[Source data Boundary: Start]
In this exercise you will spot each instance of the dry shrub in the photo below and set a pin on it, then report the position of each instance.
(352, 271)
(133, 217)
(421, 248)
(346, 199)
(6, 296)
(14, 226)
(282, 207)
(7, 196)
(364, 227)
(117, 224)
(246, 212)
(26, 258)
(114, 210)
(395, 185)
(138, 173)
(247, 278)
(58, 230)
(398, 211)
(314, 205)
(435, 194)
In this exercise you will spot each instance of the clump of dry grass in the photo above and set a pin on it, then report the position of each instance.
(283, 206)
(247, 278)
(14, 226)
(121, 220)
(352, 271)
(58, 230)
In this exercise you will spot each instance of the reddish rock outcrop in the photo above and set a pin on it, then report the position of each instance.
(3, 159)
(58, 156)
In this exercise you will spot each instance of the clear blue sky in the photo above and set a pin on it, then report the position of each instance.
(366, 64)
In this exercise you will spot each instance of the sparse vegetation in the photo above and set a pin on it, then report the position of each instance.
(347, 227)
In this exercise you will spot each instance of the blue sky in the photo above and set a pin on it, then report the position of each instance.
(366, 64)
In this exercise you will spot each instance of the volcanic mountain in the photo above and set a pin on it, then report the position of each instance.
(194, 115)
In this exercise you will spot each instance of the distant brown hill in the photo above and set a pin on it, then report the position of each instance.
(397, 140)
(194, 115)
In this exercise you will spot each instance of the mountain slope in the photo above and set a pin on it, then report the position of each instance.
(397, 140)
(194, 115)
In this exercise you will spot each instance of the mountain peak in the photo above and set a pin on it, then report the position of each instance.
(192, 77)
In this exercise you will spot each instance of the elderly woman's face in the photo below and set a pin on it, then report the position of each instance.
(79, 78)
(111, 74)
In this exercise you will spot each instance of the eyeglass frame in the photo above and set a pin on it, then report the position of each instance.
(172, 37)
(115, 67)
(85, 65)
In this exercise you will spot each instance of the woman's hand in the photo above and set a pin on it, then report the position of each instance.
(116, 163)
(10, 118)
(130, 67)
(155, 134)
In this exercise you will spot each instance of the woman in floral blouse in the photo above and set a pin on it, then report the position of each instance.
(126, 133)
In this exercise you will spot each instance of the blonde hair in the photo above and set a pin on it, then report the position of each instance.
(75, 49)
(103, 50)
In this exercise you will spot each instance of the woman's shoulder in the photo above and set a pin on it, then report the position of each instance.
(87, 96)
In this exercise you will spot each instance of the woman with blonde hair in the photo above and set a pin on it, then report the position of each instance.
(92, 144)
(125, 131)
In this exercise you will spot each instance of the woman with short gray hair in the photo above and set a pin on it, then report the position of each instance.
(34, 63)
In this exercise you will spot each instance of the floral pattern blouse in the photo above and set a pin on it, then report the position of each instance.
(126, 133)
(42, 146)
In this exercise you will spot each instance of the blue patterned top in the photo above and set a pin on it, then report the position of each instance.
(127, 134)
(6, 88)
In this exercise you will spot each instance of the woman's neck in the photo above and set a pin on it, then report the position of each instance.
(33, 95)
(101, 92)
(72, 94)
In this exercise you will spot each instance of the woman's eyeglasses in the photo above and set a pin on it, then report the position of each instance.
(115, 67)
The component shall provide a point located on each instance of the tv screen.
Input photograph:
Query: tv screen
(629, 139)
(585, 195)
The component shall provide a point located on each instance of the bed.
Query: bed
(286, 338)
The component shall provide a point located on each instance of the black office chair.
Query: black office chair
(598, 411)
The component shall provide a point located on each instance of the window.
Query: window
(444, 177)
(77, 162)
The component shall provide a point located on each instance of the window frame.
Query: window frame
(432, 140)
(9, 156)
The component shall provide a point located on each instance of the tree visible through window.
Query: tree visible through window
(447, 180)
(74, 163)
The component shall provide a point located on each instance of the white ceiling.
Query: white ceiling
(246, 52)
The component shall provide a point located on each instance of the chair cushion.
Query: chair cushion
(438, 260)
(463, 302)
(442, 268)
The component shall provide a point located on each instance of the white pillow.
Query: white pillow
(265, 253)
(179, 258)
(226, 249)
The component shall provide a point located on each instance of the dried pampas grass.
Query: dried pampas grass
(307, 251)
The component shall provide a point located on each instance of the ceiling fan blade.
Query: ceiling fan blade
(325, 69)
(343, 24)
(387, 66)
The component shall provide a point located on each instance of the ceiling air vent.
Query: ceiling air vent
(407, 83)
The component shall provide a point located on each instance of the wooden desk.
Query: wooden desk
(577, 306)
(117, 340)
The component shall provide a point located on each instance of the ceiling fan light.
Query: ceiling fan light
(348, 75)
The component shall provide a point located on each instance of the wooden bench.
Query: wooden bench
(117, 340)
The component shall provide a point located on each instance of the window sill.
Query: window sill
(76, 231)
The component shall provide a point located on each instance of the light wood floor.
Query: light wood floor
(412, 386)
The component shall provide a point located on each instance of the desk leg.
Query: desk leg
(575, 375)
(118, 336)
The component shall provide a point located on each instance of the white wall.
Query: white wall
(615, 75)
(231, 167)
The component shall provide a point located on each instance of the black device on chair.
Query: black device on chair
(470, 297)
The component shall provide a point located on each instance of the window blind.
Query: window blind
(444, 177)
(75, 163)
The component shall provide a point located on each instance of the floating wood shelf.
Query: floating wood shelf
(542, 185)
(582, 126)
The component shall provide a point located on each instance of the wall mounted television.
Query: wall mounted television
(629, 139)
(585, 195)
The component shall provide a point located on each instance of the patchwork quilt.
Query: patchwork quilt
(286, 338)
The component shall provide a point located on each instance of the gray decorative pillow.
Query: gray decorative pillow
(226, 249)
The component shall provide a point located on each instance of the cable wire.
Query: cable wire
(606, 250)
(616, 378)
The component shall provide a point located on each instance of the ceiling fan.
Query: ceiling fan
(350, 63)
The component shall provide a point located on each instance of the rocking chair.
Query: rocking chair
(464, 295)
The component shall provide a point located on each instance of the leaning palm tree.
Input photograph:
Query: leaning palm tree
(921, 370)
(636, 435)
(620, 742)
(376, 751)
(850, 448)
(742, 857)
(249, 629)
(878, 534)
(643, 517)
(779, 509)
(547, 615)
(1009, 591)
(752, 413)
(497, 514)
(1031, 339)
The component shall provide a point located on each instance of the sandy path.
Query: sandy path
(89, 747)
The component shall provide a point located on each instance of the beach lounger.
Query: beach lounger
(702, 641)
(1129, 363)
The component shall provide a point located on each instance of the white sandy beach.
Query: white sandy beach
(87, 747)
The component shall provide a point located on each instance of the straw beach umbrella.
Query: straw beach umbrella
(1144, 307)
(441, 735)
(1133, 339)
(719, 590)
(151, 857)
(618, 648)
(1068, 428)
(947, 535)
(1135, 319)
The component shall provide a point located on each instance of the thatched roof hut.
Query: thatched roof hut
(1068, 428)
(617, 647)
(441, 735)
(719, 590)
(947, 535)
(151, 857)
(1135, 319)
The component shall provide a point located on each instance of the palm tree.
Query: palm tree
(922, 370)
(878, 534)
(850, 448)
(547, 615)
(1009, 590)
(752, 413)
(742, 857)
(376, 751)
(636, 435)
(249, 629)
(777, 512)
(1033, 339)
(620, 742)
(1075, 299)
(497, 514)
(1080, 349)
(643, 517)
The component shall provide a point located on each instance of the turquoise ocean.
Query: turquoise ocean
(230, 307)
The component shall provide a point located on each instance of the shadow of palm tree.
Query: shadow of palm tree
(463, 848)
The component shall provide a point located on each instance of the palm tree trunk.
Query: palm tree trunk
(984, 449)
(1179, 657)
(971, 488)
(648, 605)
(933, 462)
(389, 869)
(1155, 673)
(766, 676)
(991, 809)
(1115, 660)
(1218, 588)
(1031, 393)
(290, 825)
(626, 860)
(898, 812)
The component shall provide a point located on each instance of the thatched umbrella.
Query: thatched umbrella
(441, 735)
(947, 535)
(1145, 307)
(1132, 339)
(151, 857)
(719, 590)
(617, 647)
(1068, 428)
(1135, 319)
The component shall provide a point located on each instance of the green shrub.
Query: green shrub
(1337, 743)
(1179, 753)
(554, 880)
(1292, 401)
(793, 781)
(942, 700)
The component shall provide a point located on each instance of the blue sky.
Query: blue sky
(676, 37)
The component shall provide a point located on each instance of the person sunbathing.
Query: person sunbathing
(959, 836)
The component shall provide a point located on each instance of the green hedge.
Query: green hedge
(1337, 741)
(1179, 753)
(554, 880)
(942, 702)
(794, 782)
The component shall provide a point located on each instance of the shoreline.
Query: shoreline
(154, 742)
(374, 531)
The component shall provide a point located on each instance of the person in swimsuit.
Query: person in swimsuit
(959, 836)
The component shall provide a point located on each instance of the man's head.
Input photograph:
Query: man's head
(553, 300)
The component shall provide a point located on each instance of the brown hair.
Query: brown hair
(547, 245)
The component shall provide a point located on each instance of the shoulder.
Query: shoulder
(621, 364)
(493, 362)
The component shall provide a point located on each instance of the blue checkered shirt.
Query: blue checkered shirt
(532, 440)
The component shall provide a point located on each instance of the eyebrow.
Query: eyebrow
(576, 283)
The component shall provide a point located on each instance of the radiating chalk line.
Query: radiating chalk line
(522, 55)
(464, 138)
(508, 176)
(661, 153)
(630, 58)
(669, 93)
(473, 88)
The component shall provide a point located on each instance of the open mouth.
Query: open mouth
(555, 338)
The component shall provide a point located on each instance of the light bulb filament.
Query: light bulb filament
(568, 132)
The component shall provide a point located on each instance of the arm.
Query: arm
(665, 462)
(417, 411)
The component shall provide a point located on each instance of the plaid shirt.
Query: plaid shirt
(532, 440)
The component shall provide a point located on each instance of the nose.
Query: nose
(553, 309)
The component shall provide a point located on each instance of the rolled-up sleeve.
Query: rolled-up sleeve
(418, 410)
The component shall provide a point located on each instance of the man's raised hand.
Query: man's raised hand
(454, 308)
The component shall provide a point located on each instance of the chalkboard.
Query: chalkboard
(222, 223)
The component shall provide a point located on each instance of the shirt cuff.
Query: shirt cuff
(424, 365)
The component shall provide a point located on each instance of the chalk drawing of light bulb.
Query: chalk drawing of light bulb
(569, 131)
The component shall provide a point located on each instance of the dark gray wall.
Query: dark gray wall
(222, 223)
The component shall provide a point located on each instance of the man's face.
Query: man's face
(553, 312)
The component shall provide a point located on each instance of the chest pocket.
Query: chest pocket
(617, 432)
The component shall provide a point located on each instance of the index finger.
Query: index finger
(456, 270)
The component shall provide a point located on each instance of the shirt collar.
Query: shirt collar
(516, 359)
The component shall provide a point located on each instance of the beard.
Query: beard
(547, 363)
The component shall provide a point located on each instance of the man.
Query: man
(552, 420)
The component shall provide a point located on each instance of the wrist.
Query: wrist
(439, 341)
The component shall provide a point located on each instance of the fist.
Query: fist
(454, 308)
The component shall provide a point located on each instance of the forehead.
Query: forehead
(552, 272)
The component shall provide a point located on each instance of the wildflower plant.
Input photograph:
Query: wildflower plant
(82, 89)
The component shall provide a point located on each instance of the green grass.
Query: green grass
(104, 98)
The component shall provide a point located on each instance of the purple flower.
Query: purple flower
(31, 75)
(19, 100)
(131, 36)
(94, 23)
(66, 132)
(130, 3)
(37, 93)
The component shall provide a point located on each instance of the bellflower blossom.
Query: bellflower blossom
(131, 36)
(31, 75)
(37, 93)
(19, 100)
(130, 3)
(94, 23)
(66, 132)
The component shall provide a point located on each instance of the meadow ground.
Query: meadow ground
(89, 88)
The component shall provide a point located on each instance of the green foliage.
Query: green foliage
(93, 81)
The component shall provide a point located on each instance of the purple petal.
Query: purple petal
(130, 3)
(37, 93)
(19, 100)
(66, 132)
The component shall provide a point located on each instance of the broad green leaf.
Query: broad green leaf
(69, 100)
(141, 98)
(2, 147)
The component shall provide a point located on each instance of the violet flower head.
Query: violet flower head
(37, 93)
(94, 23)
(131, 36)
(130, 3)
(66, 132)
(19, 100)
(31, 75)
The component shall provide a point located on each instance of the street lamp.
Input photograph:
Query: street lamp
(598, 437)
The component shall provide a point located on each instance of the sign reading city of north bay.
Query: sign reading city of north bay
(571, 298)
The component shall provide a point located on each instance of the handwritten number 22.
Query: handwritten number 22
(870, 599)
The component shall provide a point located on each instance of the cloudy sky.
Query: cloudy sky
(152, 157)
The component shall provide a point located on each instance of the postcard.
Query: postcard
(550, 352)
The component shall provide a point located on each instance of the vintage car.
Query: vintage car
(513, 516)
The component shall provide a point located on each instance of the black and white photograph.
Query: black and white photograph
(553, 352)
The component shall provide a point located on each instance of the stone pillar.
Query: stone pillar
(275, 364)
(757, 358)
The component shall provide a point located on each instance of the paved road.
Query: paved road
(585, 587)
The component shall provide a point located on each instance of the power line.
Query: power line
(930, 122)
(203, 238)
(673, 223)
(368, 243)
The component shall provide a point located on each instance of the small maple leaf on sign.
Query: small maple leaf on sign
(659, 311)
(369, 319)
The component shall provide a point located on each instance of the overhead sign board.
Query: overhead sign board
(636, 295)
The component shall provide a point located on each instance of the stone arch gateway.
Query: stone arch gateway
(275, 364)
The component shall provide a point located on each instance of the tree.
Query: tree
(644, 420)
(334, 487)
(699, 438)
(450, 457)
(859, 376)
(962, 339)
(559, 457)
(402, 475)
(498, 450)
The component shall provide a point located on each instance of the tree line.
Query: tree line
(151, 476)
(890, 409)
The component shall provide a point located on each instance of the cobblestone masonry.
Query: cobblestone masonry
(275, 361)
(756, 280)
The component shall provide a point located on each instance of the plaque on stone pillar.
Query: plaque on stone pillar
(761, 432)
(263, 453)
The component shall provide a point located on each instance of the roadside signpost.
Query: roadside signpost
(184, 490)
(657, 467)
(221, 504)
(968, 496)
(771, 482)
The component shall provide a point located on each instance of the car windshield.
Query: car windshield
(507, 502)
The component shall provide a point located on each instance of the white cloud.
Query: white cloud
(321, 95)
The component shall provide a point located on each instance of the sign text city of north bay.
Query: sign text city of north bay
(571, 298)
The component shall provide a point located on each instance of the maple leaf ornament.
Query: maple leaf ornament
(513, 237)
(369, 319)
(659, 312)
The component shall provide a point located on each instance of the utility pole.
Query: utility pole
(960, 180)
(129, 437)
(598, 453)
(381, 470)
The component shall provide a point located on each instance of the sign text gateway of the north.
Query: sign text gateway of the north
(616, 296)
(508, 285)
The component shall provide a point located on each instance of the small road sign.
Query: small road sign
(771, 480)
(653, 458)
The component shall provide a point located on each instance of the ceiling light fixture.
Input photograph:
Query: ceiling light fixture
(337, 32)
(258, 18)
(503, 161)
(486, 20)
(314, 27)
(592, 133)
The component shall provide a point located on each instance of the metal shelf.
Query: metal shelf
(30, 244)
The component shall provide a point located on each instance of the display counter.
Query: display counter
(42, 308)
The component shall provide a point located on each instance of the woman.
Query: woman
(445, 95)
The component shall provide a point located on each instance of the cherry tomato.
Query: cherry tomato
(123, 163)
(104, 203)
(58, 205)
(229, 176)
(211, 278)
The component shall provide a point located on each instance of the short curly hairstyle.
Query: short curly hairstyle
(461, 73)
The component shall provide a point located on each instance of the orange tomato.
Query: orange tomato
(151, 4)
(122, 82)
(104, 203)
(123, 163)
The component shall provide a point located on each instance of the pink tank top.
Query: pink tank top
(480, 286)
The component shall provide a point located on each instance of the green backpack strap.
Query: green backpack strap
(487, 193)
[Source data Boundary: End]
#### Problem to work on
From the records above, extract exactly and only the lines that begin at the line with "Query: display counter" and stop after the line with "short curly hairstyle.".

#### Answer space
Query: display counter
(42, 308)
The component shall provide a point located on each instance of the woman.
Query: woman
(445, 95)
The component shall provide a point located on each instance of the cherry tomato.
Query: cherry tomato
(123, 163)
(104, 203)
(58, 205)
(229, 176)
(211, 278)
The component shall provide a point located on each instance of the short curly hairstyle.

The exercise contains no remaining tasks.